Records provided
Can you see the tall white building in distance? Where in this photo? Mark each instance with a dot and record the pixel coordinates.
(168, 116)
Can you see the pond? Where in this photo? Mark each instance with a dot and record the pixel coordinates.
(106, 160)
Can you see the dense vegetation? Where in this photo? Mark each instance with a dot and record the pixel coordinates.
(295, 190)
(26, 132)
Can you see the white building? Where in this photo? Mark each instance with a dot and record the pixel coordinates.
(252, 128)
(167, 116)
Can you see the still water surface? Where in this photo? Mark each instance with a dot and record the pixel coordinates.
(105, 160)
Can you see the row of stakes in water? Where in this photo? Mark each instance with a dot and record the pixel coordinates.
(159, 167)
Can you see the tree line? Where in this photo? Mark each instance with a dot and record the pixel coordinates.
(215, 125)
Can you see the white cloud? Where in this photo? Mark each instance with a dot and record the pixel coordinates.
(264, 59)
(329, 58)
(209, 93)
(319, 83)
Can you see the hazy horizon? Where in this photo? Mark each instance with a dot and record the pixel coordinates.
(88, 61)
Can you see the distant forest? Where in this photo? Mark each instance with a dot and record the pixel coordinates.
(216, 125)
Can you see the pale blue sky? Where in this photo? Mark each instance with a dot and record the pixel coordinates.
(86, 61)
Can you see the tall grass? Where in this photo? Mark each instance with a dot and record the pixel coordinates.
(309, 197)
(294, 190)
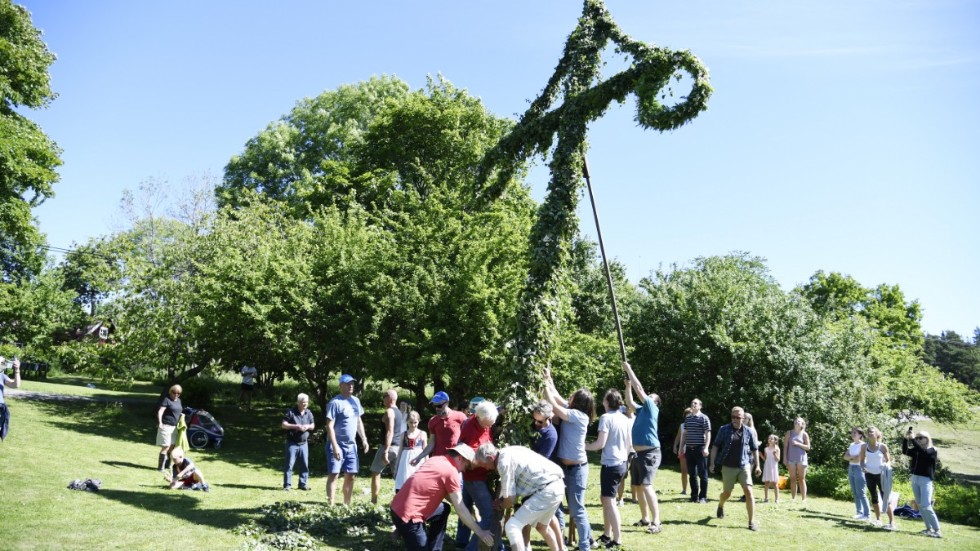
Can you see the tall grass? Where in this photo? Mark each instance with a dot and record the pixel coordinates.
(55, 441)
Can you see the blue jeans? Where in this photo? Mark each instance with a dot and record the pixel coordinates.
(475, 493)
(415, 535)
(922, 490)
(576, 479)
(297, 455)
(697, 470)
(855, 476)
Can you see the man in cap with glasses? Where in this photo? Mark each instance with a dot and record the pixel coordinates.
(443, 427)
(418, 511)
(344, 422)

* * *

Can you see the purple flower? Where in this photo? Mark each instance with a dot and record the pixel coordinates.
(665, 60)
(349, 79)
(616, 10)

What you will do
Find every line above that contains the word "water", and copy each of those lines in full.

Answer to the task
Can you see the still water surface? Where in this photo? Mark each instance with a dot and record the pixel coordinates.
Can you see the row of stakes in water? Where in this photo? Mark each instance with a dot and record the pixel coordinates.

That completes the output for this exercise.